WHAT TO PRODUCE:
Lay out every line of the listing below as a JSON list of strings, one string per line. Leave out any blank lines.

>> Begin TASK INPUTS

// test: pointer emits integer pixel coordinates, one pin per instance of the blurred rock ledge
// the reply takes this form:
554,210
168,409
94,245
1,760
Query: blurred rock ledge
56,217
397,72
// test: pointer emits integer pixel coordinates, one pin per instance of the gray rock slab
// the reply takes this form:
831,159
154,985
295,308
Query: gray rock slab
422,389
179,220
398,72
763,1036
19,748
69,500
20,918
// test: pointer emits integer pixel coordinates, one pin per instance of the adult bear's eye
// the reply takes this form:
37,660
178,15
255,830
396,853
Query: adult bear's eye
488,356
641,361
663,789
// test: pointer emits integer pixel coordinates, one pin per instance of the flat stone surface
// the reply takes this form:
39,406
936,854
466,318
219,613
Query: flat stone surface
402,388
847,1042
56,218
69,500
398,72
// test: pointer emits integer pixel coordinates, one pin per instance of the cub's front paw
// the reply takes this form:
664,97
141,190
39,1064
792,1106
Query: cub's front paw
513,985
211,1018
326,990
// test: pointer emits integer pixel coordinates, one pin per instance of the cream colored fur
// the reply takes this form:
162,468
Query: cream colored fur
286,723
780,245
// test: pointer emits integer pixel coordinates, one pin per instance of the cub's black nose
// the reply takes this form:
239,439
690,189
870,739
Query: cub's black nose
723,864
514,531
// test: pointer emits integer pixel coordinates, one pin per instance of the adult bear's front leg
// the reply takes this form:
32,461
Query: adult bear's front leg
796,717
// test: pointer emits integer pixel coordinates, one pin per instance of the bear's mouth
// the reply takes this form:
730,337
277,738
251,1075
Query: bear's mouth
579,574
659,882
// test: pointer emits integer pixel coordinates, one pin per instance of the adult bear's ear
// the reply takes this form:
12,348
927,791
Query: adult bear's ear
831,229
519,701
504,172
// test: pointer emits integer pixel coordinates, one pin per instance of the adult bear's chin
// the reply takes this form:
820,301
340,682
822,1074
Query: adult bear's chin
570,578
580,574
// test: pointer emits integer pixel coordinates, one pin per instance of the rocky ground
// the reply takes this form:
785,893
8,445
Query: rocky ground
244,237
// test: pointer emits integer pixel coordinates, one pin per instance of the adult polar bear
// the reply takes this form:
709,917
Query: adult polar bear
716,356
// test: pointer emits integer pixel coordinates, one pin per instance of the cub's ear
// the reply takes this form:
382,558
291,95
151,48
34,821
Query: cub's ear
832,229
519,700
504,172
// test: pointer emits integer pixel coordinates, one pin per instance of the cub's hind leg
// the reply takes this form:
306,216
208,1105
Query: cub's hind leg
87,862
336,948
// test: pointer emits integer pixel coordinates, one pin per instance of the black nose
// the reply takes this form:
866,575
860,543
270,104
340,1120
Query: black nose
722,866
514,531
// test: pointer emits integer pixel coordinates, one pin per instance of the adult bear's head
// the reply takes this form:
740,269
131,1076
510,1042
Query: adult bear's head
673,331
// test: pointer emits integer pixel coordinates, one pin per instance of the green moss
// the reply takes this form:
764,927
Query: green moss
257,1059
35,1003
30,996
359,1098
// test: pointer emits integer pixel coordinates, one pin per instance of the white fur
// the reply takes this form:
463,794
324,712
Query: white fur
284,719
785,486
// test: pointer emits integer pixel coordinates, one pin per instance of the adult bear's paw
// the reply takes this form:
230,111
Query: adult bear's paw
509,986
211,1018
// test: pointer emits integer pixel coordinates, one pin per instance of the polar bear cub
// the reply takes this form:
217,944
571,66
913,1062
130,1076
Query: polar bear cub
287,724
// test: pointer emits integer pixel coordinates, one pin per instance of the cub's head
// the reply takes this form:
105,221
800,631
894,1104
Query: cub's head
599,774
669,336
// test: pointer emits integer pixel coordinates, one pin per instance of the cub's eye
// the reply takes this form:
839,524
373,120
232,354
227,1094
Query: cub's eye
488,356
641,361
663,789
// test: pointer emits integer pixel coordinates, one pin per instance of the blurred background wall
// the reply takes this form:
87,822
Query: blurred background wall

>> End TASK INPUTS

REPLY TO THE TASK:
[
  "// test: pointer emits integer pixel coordinates, one pin per instance of the blurred rock ledge",
  "// the reply takes this form:",
  "554,210",
  "168,409",
  "94,245",
  "1,760",
  "Query: blurred rock ledge",
  "56,217",
  "397,72",
  "// test: pointer emits integer pixel coordinates, one pin per instance of the gray rock slab",
  "// the reply takes this form:",
  "831,159",
  "154,985",
  "295,308",
  "Query: gray rock slab",
  "422,389",
  "179,220",
  "398,72",
  "763,1036",
  "19,748",
  "69,500",
  "20,918",
  "// test: pointer emits integer pixel coordinates, one pin per instance of the adult bear's eye",
  "// the reply takes this form:",
  "37,660",
  "178,15",
  "255,830",
  "396,853",
  "Query: adult bear's eye",
  "488,356",
  "641,361",
  "663,789",
  "// test: pointer emits integer pixel coordinates, one pin per instance of the flat stone surface",
  "// the reply takes this form:",
  "39,406",
  "936,854",
  "466,318",
  "219,613",
  "Query: flat stone surface",
  "402,388",
  "847,1042",
  "56,218",
  "69,500",
  "398,72",
  "// test: pointer emits integer pixel coordinates, one pin per instance of the cub's front paw",
  "// the reply takes this form:",
  "664,97",
  "141,190",
  "39,1064",
  "792,1106",
  "Query: cub's front paw",
  "513,985",
  "211,1018",
  "326,990",
  "// test: pointer emits integer pixel coordinates, one pin per instance of the cream colored fur",
  "// the reply takes this form:",
  "162,468",
  "Query: cream colored fur",
  "286,723",
  "780,245",
  "// test: pointer emits integer pixel coordinates, one pin per instance of the cub's black nose",
  "// the reply takes this form:",
  "239,439",
  "690,189",
  "870,739",
  "Query: cub's black nose",
  "723,864",
  "514,531",
  "// test: pointer emits integer pixel coordinates, one pin per instance of the adult bear's front leg",
  "// the reply takes this form:",
  "32,461",
  "Query: adult bear's front leg",
  "796,717",
  "// test: pointer emits integer pixel coordinates, one pin per instance of the bear's mouth",
  "// the reply takes this form:",
  "730,337",
  "277,738",
  "251,1075",
  "Query: bear's mouth",
  "579,574",
  "659,882",
  "// test: pointer emits integer pixel coordinates, one pin per instance of the adult bear's ear",
  "// the reply takes this form:",
  "12,348",
  "927,791",
  "Query: adult bear's ear",
  "831,229",
  "519,701",
  "504,172",
  "// test: pointer emits integer pixel coordinates, one pin per instance of the adult bear's chin",
  "// the reply takes this form:",
  "820,301",
  "340,682",
  "822,1074",
  "Query: adult bear's chin",
  "570,578",
  "580,574",
  "// test: pointer emits integer pixel coordinates, one pin per instance of the rocky ground",
  "// the reply takes this form:",
  "785,893",
  "8,445",
  "Query: rocky ground",
  "244,237",
  "// test: pointer emits integer pixel coordinates, one pin per instance of the adult polar bear",
  "// the reply takes this form:",
  "709,917",
  "Query: adult polar bear",
  "716,356",
  "// test: pointer emits integer pixel coordinates, one pin per instance of the cub's ear",
  "// the reply takes this form:",
  "382,558",
  "291,95",
  "151,48",
  "34,821",
  "Query: cub's ear",
  "832,229",
  "519,700",
  "504,172",
  "// test: pointer emits integer pixel coordinates, one pin per instance of the cub's hind leg",
  "// the reply takes this form:",
  "306,216",
  "208,1105",
  "Query: cub's hind leg",
  "87,862",
  "336,948",
  "// test: pointer emits integer pixel coordinates, one pin per instance of the black nose",
  "// the reply takes this form:",
  "866,575",
  "860,543",
  "270,104",
  "340,1120",
  "Query: black nose",
  "722,866",
  "514,531",
  "// test: pointer emits integer pixel coordinates, one pin per instance of the adult bear's head",
  "// the reply takes this form:",
  "740,269",
  "131,1076",
  "510,1042",
  "Query: adult bear's head",
  "673,331",
  "// test: pointer emits integer pixel coordinates, one pin per instance of the green moss",
  "// the reply takes this form:",
  "764,927",
  "Query: green moss",
  "257,1059",
  "35,1003",
  "30,996",
  "359,1098",
  "// test: pointer emits integer pixel coordinates, one pin per instance of the white fur",
  "// the reply takes this form:",
  "463,794",
  "324,712",
  "Query: white fur",
  "284,719",
  "785,486",
  "// test: pointer emits integer pixel coordinates, one pin per instance of the adult bear's paw",
  "// the reply takes this form:",
  "230,111",
  "Query: adult bear's paw",
  "509,986",
  "211,1018",
  "// test: pointer emits integer pixel coordinates, one pin per instance of the polar bear cub",
  "// the reply takes this form:",
  "217,944",
  "571,66",
  "913,1062",
  "130,1076",
  "Query: polar bear cub",
  "287,724",
  "// test: pointer emits integer pixel coordinates, one pin per instance of the cub's head",
  "// the reply takes this form:",
  "105,221",
  "800,631",
  "894,1104",
  "Query: cub's head",
  "599,774",
  "669,336",
  "// test: pointer emits integer pixel coordinates, one pin per instance of the cub's eye",
  "// the reply takes this form:",
  "839,524",
  "373,120",
  "232,354",
  "227,1094",
  "Query: cub's eye",
  "488,356",
  "641,361",
  "663,789",
  "// test: pointer emits integer pixel coordinates, one pin per instance of the blurred background wall",
  "// the reply takes this form:",
  "87,822",
  "Query: blurred background wall"
]